# Required actions:
**A.** In the article about the Grose River Bridge route, what did the Wilcoxes' solicitor request over a week ago?
**B.** Resume the article about the Grose River Bridge route, picking up after its final sentence.

# Reading text:
----------

The land has been a farm since the early 1800s.
The Wilcoxes were in the middle of renovations when they found out their house was set to be demolished for the Grose River Bridge route, but now they are living in what Mrs Wilcox describes as “a limbo land”.
The original plan for the Grose River Bridge saw it going down what is currently their driveway but then it was altered slightly to go smack bang through their house.
“They could put it [the new road] either side [of the property], there are vacant blocks each side, but they are choosing to put it through our house,” says Mrs Wilcox.
No-one will tell them, or the Post, who decided on this specific route, and why it cannot go across the edge of the 75-acres next door which is part of a horse stud – known by the engineers working on the bridge project as “the Starr property” named after the owners of that land.
The Wilcoxes put in a GIPA – a freedom of information request – to get hold of discussions about the route held in 2019, and in the material they received – from minutes of a meeting with staff from Redbank Communities, Hawkesbury Council, TfNSW, and engineering consultants WT Partnership – there are some curious lines. It says, “Road designed to avoid the Starr property, as per design brief”.
And, “A small deviation of Grose River Rd at intersection with Ashtons Rd to facilitate alignment with the new extension of Grose River Rd link which is to avoid the private land housing the horse stud”.
Marian and Peter Wilcox with just one of their veggie farm products
The Wilcoxes’ solicitor requested the project design brief over a week ago. They say neither Council nor the developer have provided it yet.
Community consultation on the project ends this coming week.
“I believe they are delaying on purpose,” says Mrs Wilcox, who says the family is being kept largely in the dark.
There is also open land the other side of the Wilcox’s house, though that would require a kink in the planned route, which comes down Grose River Rd and across Ashtons Rd before crossing the Grose River and linking up with Springwood Rd.
Part of the land next to the Wilcoxes – the Starr horse stud – does flood, not least because there is a creek which goes across it, but Mrs Wilcox says their property is no different as the same creek runs through their property too.
Not long after that initial public meeting, Peter Wilcox says the developers sent a drone over their property without permission and a day or so later a video was put up by Redbank on social media saying, this is where the new bridge route will go. They Wilcoxes say they had to push both the Council and Redbank to have the video taken down.

----------

# Entries provided:
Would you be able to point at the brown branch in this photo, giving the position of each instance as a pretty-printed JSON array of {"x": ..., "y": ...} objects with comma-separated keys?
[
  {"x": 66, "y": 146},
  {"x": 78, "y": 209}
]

----------

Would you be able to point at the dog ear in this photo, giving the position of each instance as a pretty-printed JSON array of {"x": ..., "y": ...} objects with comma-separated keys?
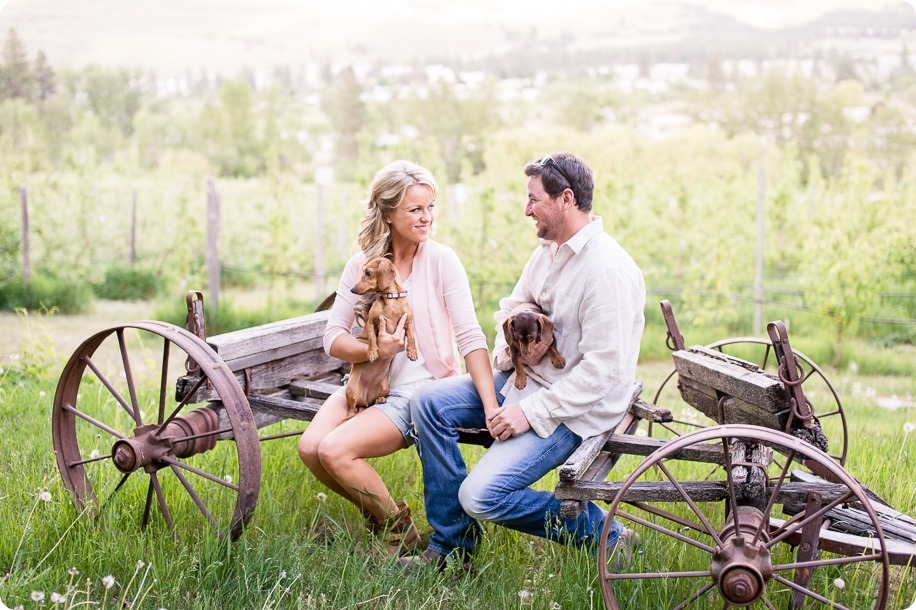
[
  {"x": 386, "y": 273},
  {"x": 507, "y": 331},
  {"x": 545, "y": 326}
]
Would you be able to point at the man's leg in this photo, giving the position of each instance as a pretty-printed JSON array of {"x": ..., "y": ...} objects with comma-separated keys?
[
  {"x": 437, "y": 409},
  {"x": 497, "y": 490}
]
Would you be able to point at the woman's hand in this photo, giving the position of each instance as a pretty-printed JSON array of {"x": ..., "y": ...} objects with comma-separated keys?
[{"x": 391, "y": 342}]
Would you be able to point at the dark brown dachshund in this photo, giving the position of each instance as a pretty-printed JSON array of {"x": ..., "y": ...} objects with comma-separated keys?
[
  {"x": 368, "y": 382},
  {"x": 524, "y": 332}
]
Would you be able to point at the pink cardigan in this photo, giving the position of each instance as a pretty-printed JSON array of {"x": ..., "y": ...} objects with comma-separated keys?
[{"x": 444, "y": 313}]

----------

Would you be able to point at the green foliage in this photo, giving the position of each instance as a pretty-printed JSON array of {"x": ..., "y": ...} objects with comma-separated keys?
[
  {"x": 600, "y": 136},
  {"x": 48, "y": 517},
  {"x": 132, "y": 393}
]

----------

# Answers in order:
**A.** The project design brief.

**B.**
The family decided to fight to keep their home and have been trying to get help from Hawkesbury councillors – most of whom have not replied to the Wilcoxes at all, despite several letters and emails – as well as from Transport for NSW (TfNSW) and Hawkesbury Council, plus MP Robyn Preston who has visited them.
Artist’s impression of the Springwood Rd end of the proposed bridge route
They have also had discussions with independent councillor Mary Lyons-Buckett and Green’s councillor Danielle Wheeler, as well as Eddie Dogramaci of the Small Business Party, in addition to phone conversations with Liberal Mayor Patrick Connolly, each of whom has engaged with the family but Mrs Wilcox says with no positive outcomes.
Mrs Wilcox told the Post that when they asked Ms Preston why the developers could push the road through their property they were told, “because they are paying $23million”.
We asked Ms Preston who came up with the route and why and she told us to talk to Redbank Communities.
We asked TfNSW who had come up with the route and why it went through a family’s home and they told us the project was “a Hawkesbury Council one, so you should talk to them”.
We asked Hawkesbury Council the same questions and they have not replied.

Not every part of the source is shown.